Task details>
Whenever a line in the data holds the string "green", pull that line out.

════════

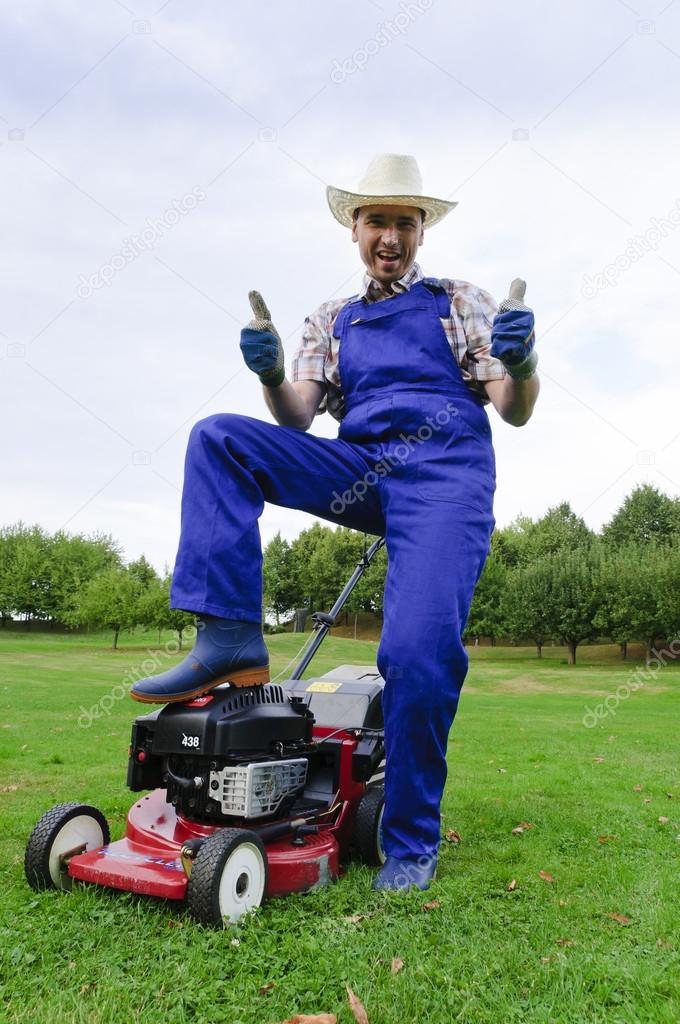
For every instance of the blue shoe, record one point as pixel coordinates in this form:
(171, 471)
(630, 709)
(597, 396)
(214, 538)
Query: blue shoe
(225, 651)
(401, 875)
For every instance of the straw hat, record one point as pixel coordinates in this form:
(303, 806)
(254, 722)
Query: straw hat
(391, 179)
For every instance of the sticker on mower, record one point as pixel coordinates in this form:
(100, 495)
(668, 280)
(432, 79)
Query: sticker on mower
(165, 862)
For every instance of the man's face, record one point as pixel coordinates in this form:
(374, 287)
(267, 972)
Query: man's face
(388, 238)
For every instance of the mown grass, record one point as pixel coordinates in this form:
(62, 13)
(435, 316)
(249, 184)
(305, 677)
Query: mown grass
(546, 951)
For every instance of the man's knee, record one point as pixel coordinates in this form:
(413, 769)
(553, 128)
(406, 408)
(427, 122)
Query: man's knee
(217, 425)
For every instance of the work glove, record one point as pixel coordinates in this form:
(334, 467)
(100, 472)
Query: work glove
(512, 334)
(261, 345)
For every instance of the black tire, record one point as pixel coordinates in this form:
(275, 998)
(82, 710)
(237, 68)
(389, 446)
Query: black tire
(64, 827)
(228, 878)
(368, 826)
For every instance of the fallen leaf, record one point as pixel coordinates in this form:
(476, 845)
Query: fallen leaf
(356, 1007)
(432, 905)
(313, 1019)
(620, 918)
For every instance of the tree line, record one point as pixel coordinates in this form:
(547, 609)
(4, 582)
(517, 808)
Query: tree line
(546, 580)
(549, 580)
(81, 581)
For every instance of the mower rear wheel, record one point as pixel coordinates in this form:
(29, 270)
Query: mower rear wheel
(368, 826)
(65, 829)
(228, 877)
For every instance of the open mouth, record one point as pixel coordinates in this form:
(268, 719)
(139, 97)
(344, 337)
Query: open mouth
(387, 257)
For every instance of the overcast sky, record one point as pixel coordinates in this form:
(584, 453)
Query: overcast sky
(209, 130)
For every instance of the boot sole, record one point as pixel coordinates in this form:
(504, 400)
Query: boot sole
(241, 678)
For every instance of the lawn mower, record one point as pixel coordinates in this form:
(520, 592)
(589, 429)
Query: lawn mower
(256, 792)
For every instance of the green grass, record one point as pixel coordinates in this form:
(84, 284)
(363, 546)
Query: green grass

════════

Task result>
For every instance of the green grass, record one point as pixel coordinates in this form:
Query: green grass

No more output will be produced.